> _Supplied passage_:
++++++++++
Prodigy returns to play at concert

03:47, Sep 11 2012
UNIQUE TALENT: Nelson musician William Fairbairn 15, has returned from Australia to study for his university level music exams.

A Stoke musical prodigy who has spent the past year performing on the Gold Coast will entertain Nelsonians at a concert at the Suburban Club on Friday night.

Fifteen-year-old pianist, singer and composer William Fairbairn will be familiar to most Nelsonians as the musician in the gold jacket who has been playing at festivals and concerts since he was barely in primary school.

At 5, William first performed in public and released his first album. At 8 he was dubbed "the Elton John of Nelson", was awarded third prize for his entry in the instrumental section of the Pacific Songwriting Competition for his song Shark Catching the Rainbow Fish, and released his second album. In 2010, during a visit to Nelson, British piano genius David Helfgott heard William's composition Seasons of Life and requested the music so he could learn it.

Since February, William has been working on the Gold Coast, staying with his sister in Brisbane and playing in restaurants, hotels, and cafes most weekends under the management of Australia's biggest entertainment agency Mas Entertainment, a contract he scored by winning a talent quest called Raw Talent.

He is back in Nelson for the rest of the year to study towards his Trinity College London music exams, but intends to return to Australia next year with his mother to further his career.

While the piano has always been his main instrument, he also plays guitar, drums, harmonica and pipe organ.


"Just getting a lot of exposure in Australia is the main thing," he said. "My favourite type of gig is definitely the more popular gigs, with the more people the better."

Yet William, one of six children from a musical family, had a rocky start at birth. Born premature at 26 weeks, his under-developed lungs meant he had ongoing difficulties breathing. His mother, Anna Fairbairn, said they almost lost him many times.

"He was very, very sick," his mother said. "I never want to go through that again.

"But he's got a really good attitude to life and a lovely demeanour to other people - very caring and compassionate, and I'd say that's because of what he's been through."

Their old home piano was a magnet for William as a young boy. "He used to cry and beg to go to music lessons, and we thought ‘What a strange child; not many kids cry'. So I took him to [music teacher] Eleanor Clenshaw and she listened to him and said ‘Wow, in 20 years of teaching I've never heard of anything like this'."

From then, his health improved.
++++++++++
(Collected data)
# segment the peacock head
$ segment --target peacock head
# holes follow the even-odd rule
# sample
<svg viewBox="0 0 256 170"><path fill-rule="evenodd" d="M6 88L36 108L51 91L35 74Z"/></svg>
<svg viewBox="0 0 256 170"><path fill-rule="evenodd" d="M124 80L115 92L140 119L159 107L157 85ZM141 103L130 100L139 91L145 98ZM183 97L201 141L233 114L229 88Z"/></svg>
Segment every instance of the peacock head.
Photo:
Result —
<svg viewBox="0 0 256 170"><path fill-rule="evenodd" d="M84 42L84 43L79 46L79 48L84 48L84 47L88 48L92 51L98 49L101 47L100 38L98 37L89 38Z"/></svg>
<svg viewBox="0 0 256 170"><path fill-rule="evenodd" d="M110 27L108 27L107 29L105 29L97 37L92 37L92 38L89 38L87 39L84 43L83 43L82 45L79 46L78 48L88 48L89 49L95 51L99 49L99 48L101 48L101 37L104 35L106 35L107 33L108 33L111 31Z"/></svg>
++++++++++
> _Things to do_:
(a) Copy the stretch of the article about William Fairbairn from "Fifteen-year-old pianist, singer" through "in primary school.".
(b) Using the article about William Fairbairn, explain in one to three sentences why he had ongoing trouble breathing after he was born.

> _Answers per task_:
(a)
Fifteen-year-old pianist, singer and composer William Fairbairn will be familiar to most Nelsonians as the musician in the gold jacket who has been playing at festivals and concerts since he was barely in primary school.

(b) He was born premature at 26 weeks, so his lungs were under-developed. That left him with ongoing difficulties breathing.